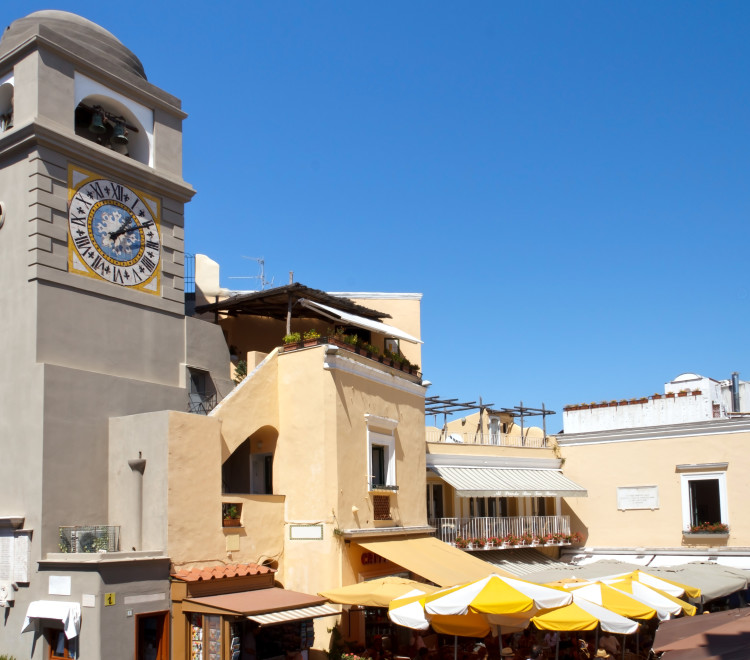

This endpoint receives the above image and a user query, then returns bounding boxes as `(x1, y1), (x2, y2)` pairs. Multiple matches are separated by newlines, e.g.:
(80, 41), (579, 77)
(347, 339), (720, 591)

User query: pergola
(195, 283), (390, 334)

- Exercise directions
Will you set down the records word for word while leaving out every picture?

- Result of this exercise
This endpoint receives the above image and a user query, then returns bounding boxes as `(x1, y1), (x2, y2)` pairs. Multiple matches are separated by newlines, e.g.:
(80, 41), (579, 77)
(347, 339), (720, 591)

User query: pergola
(195, 283), (390, 334)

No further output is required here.